● Set exercise: Find each line in the entries below that contains the word "cathedral", and copy those lines out in full.

● Dataset:

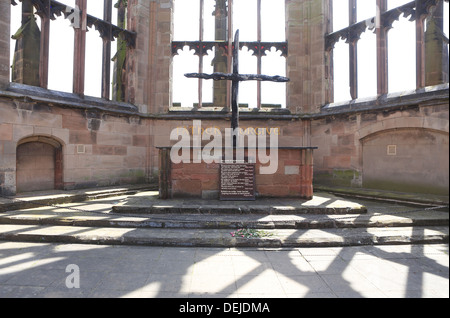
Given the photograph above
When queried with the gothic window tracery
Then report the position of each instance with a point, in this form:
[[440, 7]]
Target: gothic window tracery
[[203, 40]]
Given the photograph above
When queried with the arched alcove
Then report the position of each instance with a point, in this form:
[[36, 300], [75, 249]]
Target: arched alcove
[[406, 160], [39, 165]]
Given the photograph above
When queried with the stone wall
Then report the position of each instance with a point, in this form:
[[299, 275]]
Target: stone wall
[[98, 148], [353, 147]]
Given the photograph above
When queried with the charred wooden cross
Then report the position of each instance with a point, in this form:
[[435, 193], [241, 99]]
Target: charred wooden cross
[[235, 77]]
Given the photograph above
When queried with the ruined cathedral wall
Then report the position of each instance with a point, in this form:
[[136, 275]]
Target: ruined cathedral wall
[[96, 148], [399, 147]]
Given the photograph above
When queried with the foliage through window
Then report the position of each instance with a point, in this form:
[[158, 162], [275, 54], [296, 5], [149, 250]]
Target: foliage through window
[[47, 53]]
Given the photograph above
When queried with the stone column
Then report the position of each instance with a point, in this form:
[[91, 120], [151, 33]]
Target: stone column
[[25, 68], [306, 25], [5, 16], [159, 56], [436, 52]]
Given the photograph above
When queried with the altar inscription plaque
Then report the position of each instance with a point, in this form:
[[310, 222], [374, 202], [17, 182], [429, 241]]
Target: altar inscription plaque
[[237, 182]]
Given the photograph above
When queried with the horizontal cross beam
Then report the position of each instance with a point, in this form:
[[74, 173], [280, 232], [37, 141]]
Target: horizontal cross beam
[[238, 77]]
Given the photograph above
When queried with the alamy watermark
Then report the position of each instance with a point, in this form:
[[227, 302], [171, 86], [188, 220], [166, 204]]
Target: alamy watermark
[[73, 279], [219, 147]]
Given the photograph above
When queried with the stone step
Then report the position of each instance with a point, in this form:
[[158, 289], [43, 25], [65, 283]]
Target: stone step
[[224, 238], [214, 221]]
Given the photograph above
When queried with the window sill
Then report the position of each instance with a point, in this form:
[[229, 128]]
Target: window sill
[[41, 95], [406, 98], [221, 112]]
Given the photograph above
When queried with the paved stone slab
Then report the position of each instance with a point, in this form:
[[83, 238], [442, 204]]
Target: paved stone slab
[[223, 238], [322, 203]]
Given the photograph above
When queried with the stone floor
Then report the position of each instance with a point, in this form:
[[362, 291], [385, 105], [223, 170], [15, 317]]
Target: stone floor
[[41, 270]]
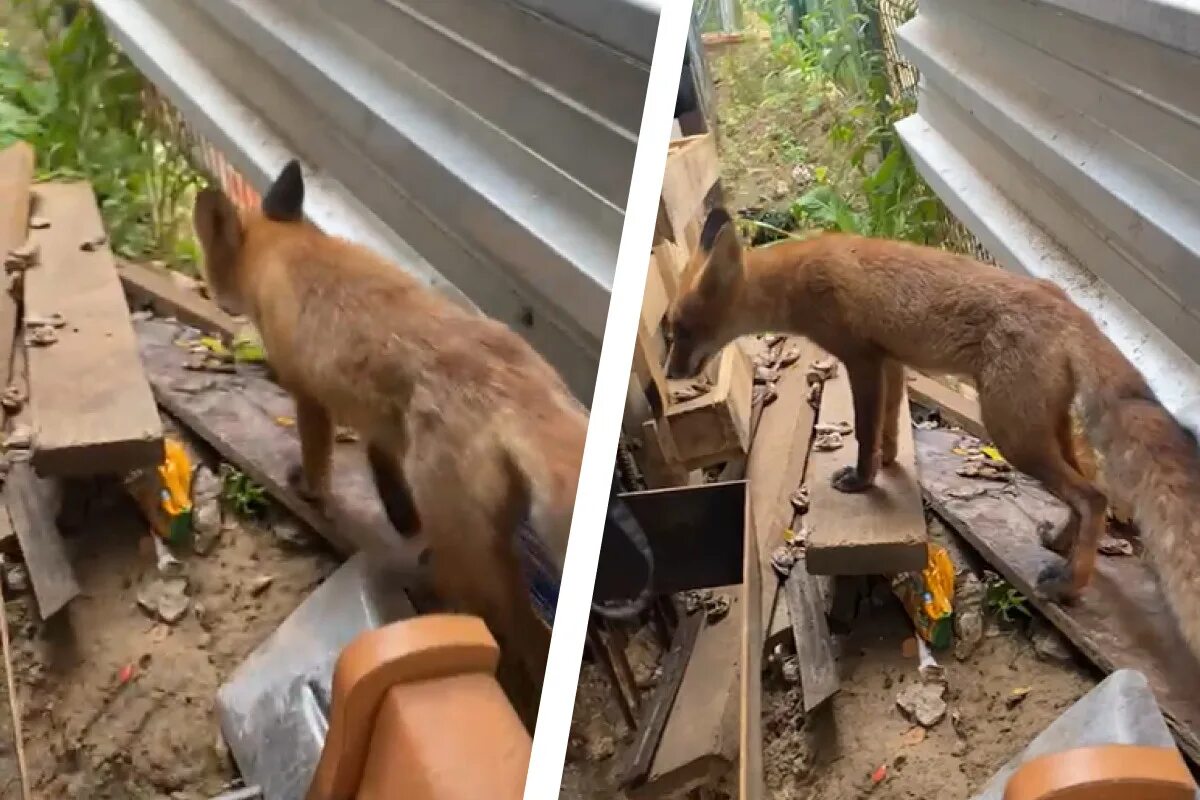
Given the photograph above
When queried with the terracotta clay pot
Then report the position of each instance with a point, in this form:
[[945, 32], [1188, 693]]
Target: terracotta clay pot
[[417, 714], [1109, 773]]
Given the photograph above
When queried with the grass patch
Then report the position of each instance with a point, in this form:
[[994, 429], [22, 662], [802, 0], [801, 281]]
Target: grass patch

● Right answer:
When queried with the ruined cathedral wall
Target: ruined cathedral wall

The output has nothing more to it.